▶ [STATED GOAL]
Copy out the lines from the one containing "Phrase -- rock outcrop" through the end of the data file, both ends included, and keep every line. Multiply each coordinate in the answers by 2.55, rounding to whole numbers with halves rounded up, and leave the pictures out.

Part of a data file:
>> BEGIN

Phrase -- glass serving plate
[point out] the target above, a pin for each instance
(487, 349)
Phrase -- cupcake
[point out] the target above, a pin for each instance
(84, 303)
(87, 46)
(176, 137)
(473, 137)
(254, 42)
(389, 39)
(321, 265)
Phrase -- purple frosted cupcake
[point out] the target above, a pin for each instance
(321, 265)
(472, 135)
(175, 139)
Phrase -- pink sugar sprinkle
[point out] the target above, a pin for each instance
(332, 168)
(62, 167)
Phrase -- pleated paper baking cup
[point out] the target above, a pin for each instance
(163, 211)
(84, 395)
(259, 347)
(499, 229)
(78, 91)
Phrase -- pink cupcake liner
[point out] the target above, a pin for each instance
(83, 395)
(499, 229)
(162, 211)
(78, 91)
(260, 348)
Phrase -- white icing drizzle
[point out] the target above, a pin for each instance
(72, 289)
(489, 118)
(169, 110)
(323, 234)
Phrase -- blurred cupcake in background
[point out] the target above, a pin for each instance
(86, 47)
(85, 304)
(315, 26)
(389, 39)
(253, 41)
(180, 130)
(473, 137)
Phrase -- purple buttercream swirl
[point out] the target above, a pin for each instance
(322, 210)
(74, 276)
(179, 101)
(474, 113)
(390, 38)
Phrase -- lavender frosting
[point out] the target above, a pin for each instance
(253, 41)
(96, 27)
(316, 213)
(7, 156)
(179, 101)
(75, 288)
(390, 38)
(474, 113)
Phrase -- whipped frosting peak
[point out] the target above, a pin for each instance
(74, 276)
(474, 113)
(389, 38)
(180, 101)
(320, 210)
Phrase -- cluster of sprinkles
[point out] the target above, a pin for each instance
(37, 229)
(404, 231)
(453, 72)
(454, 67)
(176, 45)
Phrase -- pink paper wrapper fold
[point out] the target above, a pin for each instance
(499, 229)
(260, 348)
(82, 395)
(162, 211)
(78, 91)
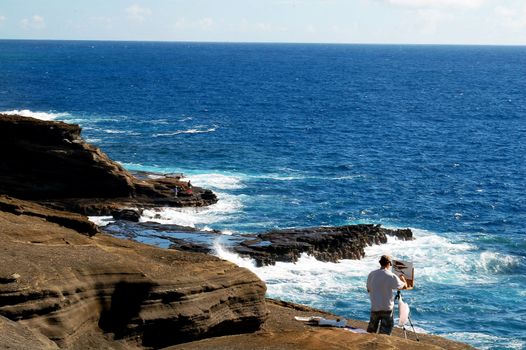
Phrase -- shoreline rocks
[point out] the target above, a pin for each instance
(49, 162)
(69, 286)
(65, 284)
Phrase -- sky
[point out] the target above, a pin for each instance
(485, 22)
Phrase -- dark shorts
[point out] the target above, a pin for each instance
(381, 322)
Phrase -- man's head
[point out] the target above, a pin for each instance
(385, 261)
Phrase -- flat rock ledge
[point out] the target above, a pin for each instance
(329, 244)
(59, 288)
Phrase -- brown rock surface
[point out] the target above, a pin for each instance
(282, 332)
(74, 289)
(324, 243)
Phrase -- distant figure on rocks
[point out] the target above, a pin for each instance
(380, 284)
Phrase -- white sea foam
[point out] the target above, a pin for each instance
(188, 131)
(36, 115)
(436, 259)
(485, 341)
(101, 220)
(218, 181)
(195, 217)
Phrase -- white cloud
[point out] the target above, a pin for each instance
(514, 18)
(138, 13)
(436, 3)
(35, 22)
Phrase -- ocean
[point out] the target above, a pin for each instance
(292, 135)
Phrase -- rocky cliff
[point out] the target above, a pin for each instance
(49, 162)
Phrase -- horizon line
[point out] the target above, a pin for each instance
(262, 42)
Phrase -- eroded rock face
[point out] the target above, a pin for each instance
(69, 286)
(48, 161)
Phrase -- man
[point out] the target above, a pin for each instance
(380, 285)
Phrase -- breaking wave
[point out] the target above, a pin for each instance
(36, 115)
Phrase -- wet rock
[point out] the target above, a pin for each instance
(48, 161)
(324, 243)
(133, 215)
(76, 290)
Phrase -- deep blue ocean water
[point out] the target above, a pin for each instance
(427, 137)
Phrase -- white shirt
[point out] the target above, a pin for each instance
(380, 284)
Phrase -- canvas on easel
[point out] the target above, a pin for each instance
(406, 269)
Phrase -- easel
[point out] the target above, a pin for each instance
(398, 295)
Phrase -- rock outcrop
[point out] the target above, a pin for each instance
(48, 161)
(329, 244)
(66, 287)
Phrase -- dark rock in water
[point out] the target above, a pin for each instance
(127, 214)
(70, 220)
(48, 161)
(324, 243)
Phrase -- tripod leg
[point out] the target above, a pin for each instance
(411, 323)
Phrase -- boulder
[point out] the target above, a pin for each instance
(48, 161)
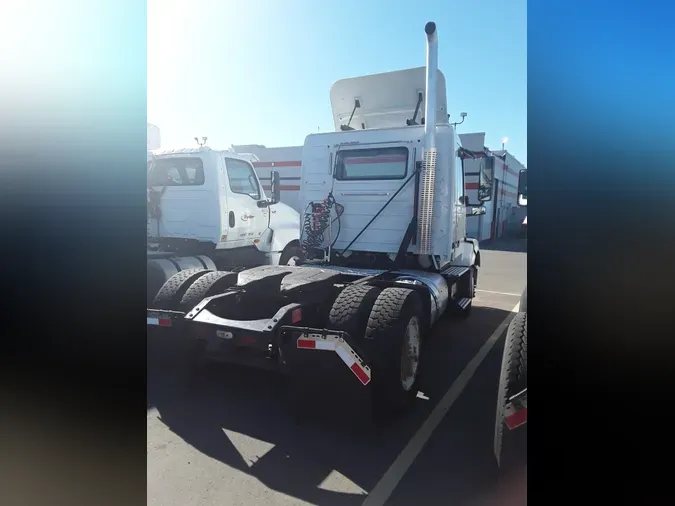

>> END

▶ [FINAL RESULT]
Phrase -- rock outcrop
[point out] the target above, a pin for each instance
(122, 411)
(839, 622)
(168, 732)
Phrase -- dark rock in water
[point out] the target above, a pin for each instance
(324, 546)
(179, 561)
(122, 411)
(826, 620)
Phrase -- tripod leg
[point out] the target above, a pin for each instance
(1048, 824)
Phrase -- boulder
[point out] the target above, a pin for each instance
(122, 411)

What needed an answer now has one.